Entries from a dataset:

▽

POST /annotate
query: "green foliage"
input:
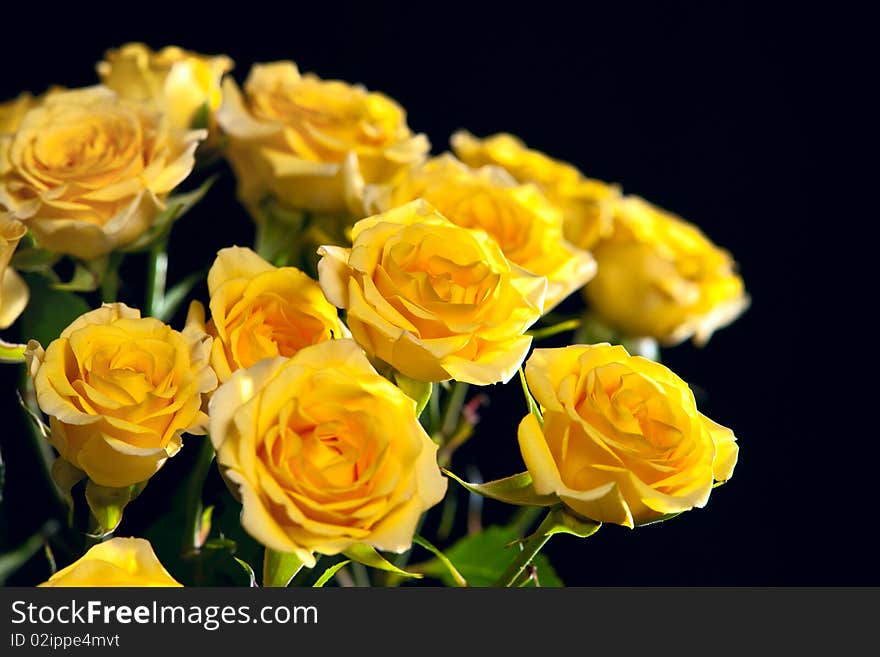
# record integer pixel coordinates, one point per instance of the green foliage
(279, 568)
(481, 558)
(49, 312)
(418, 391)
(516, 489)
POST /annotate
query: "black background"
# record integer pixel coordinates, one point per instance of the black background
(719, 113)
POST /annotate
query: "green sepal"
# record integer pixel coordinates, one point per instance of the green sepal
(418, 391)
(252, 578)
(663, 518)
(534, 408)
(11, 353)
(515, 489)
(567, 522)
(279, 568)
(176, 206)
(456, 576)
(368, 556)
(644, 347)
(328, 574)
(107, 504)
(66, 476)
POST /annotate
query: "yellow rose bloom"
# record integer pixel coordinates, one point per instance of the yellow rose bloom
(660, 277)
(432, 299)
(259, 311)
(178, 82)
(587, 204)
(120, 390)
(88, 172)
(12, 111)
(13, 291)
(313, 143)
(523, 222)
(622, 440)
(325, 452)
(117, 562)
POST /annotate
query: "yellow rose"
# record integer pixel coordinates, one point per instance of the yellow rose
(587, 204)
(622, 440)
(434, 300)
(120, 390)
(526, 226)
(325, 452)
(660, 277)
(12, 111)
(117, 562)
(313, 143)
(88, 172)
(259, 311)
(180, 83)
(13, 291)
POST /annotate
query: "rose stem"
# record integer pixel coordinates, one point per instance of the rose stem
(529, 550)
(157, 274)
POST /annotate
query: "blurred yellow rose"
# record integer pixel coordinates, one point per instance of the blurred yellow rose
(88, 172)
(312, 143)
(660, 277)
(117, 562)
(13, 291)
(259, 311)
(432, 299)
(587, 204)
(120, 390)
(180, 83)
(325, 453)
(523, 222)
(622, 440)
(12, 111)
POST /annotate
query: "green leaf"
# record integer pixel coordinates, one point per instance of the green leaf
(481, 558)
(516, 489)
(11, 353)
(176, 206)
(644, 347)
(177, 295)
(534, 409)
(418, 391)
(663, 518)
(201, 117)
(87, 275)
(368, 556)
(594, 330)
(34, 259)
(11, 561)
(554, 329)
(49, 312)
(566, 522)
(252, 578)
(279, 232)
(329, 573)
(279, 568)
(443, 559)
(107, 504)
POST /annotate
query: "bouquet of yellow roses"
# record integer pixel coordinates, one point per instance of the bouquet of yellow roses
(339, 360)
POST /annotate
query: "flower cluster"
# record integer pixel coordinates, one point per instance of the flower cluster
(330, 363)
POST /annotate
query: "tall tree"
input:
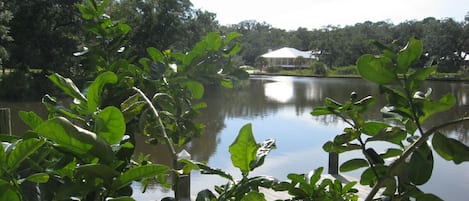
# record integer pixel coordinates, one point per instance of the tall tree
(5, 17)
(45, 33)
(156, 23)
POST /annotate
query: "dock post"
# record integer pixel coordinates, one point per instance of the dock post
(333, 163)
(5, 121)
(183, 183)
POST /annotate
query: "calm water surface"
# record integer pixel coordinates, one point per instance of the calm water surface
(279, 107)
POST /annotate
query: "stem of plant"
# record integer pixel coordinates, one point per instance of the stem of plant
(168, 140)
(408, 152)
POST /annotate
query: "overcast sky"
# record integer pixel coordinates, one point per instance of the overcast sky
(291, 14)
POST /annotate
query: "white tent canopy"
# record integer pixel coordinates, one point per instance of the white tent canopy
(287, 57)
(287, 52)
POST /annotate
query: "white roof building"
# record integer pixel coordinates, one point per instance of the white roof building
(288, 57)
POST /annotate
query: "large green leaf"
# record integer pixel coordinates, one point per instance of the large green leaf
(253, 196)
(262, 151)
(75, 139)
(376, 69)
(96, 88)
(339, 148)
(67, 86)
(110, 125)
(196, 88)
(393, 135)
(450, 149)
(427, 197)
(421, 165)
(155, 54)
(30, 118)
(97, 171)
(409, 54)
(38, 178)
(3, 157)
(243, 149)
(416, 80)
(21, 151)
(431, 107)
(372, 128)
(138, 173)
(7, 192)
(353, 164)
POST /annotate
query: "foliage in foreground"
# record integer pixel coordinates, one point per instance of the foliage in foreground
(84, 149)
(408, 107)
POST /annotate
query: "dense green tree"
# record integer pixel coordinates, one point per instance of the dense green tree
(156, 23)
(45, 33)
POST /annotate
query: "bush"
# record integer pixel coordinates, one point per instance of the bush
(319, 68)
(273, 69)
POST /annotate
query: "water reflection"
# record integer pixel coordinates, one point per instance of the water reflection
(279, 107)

△

What is asked: Write the records out once more, exactly as they appear, with no pictures.

Response to this exercise:
POST /annotate
query: "green foliage"
input:
# record integer pixel coordinates, one point per instance of the green foliage
(279, 568)
(481, 558)
(49, 312)
(418, 391)
(516, 489)
POST /annotate
query: "black background"
# record integer pixel coordinates, one point per instance of the black background
(719, 113)
POST /annotate
query: "green sepal"
# record integer pixel coordinates, one point per instance of the green sepal
(418, 391)
(252, 578)
(663, 518)
(534, 408)
(11, 353)
(515, 489)
(567, 522)
(279, 568)
(176, 206)
(456, 576)
(368, 556)
(644, 347)
(328, 574)
(107, 504)
(66, 476)
POST /annotate
query: "yellow rose bloom"
# record integer pixel coordinates, one point per instance of the yellow rose bloom
(660, 277)
(432, 299)
(259, 311)
(178, 82)
(587, 204)
(120, 390)
(88, 172)
(12, 111)
(13, 291)
(313, 143)
(523, 222)
(622, 440)
(325, 452)
(117, 562)
POST /annotate
query: "yellow rose"
# record integer pixel coordinates, one point per instance of the yellow rose
(587, 204)
(622, 440)
(434, 300)
(120, 390)
(526, 226)
(325, 452)
(660, 277)
(12, 111)
(117, 562)
(313, 143)
(88, 172)
(259, 311)
(180, 83)
(13, 291)
POST /annotate
query: "rose stem"
# record integer pixel coordinates, one point per instance of the rose stem
(529, 550)
(157, 274)
POST /annotate
query: "blurred yellow rose"
# record integer pixel coordinates, one point per instance of the blurred yellow rose
(88, 172)
(312, 143)
(660, 277)
(117, 562)
(13, 291)
(259, 311)
(432, 299)
(587, 204)
(120, 390)
(180, 83)
(325, 453)
(523, 222)
(622, 440)
(12, 111)
POST /annotate
query: "green leaf"
# record integer pixel coordinates, one point per instance of the green leaf
(481, 558)
(516, 489)
(11, 353)
(176, 206)
(644, 347)
(177, 295)
(534, 409)
(418, 391)
(663, 518)
(201, 117)
(87, 275)
(368, 556)
(594, 330)
(34, 259)
(11, 561)
(554, 329)
(49, 312)
(566, 522)
(252, 578)
(279, 232)
(329, 573)
(279, 568)
(443, 559)
(107, 504)
POST /annotate
query: "bouquet of yellow roses"
# record integer pixel coordinates, one point per instance of the bouquet of yellow roses
(339, 360)
POST /annotate
query: "flower cluster"
# record integer pixel coordinates, one point per instance of the flower cluster
(330, 363)
POST /annotate
query: "tall tree"
input:
# record integer pixel coordinates, one point per instance of the tall tree
(5, 17)
(45, 33)
(156, 23)
POST /annotate
query: "dock post"
# record integer pixel coordinates, one point per instance of the dock post
(333, 163)
(5, 121)
(183, 183)
POST /annotate
query: "calm water surface"
# record integer pixel coordinates, one point per instance of the calm water surface
(279, 107)
POST /annotate
query: "stem of plant"
# record integer pixel coordinates, one point per instance of the stem of plant
(168, 140)
(408, 152)
POST /annotate
query: "overcast sky"
# record integer pixel coordinates, one point per instance of the overcast sky
(291, 14)
POST /annotate
query: "white tent canopy"
# record integer pixel coordinates, one point per instance of the white tent canopy
(287, 57)
(287, 52)
POST /annotate
query: "white roof building"
# record integer pixel coordinates, one point per instance of the white roof building
(288, 57)
POST /annotate
query: "large green leaf"
# record integer pixel coordinates, one point per instance of the large green leaf
(253, 196)
(262, 151)
(75, 139)
(376, 69)
(96, 88)
(339, 148)
(67, 86)
(110, 125)
(196, 88)
(393, 135)
(450, 149)
(427, 197)
(421, 165)
(155, 54)
(30, 118)
(97, 171)
(409, 54)
(38, 178)
(3, 157)
(243, 149)
(416, 80)
(21, 151)
(431, 107)
(372, 128)
(138, 173)
(7, 192)
(353, 164)
POST /annotate
query: "foliage in foreground"
# record integer pixel coordinates, one point per instance of the foliage in foreground
(84, 149)
(408, 107)
POST /annotate
query: "dense green tree"
# record integer pixel coordinates, one point per instance of the dense green tree
(156, 23)
(45, 33)
POST /annotate
query: "bush"
# record integer pixel coordinates, one point per instance of the bush
(319, 68)
(273, 69)
POST /annotate
query: "water reflection"
# record integer pixel coordinates, one point per instance of the water reflection
(279, 107)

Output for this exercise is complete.